→ **DO THIS**: Reproduce the listing below, changing "recessed ceiling light" to "pendant lamp" wherever it occurs and leaving everything else unchanged.

→ **EXERCISE INPUT**:

────

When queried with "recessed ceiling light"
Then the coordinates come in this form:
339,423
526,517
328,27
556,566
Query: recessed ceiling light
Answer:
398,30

────

→ **RESULT BELOW**:
When queried with "pendant lamp"
Then the coordinates come in this form:
339,423
526,517
328,27
556,566
Query: pendant lamp
Answer:
398,30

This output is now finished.